**PAGE:**
# question for moms with boys, dying for a girl.



## jenniferttc1

I have a question I have been wondering, I hope I don't offend, as it's far from my intentions, I just want some answers to please my curiosity. 
Growing up I always wanted girls, a house full of girls, I wanted to dress them up, bows, lots of pink etc etc. I was so depressed finding out the gender of my son, I was CRUSHED. I didn't even go out and buy anything for awhile. Secretly hoping they had it wrong even though I had the proof. He's here now and I love him to pieces, I just couldn't imagine him not being "him". He's so fun, sweet, caring, wild and a total mama''s boy! Anyways I guess the question is, even though we were disappointed the first time, why is it women get disappointed the other times, when we know we would love them more than our hearts can take? I don't understand my husband either really. He REALLY wants a girl next, but honestly I would LOVE another son, I think I have came to terms that all boys would be so awesome (but I would be thrilled about a girl too, that's why I don't see the point on knowing the gender next time) I honestly believe my husband would have gender disappointment the next time around when its a boy (let's face it, we are destined for all boys, nobody in his family that is a male has had a girl in over 50 years.) I just always say, how can you say that? Haiden is so wonderful, don't you think you would love the next boy just as much? It makes me sad, cause I feel that if we did have a girl, he would favorite her more, so it makes me want another boy a tad more. I personally love all the boy things, nothing is complicated, dressing is easy, and they have so many cute clothes and amazing toys. I feel weird asking this, cause I felt gender disappointment, but I get curious asking and wanting to know, cause all of us know that in the end we wouldn't have it any other way.

**WRITTEN EXERCISE A:** Based on the forum post, mark each statement yes or no and quote the words that settle it: (i) The poster's husband wants the next child to be a girl. (ii) The poster went out and bought things for the son soon after learning the gender. (iii) No male in the husband's family has had a girl in over 50 years.
**WRITTEN EXERCISE B:** Copy the forum post word for word, starting at "## jenniferttc1" up to and including "please my curiosity.".
The listing that comes next has nothing to do with the forum post.

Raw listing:
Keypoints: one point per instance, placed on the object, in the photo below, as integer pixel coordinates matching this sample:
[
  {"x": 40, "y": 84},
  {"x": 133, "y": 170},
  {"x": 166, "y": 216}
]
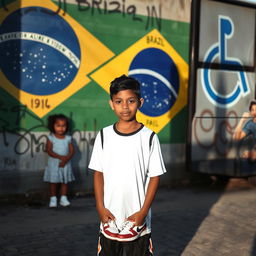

**EXERCISE SOLUTION A:**
(i) Yes: "He REALLY wants a girl next"
(ii) No: "I didn't even go out and buy anything for awhile."
(iii) Yes: "nobody in his family that is a male has had a girl in over 50 years."

**EXERCISE SOLUTION B:**
## jenniferttc1

I have a question I have been wondering, I hope I don't offend, as it's far from my intentions, I just want some answers to please my curiosity.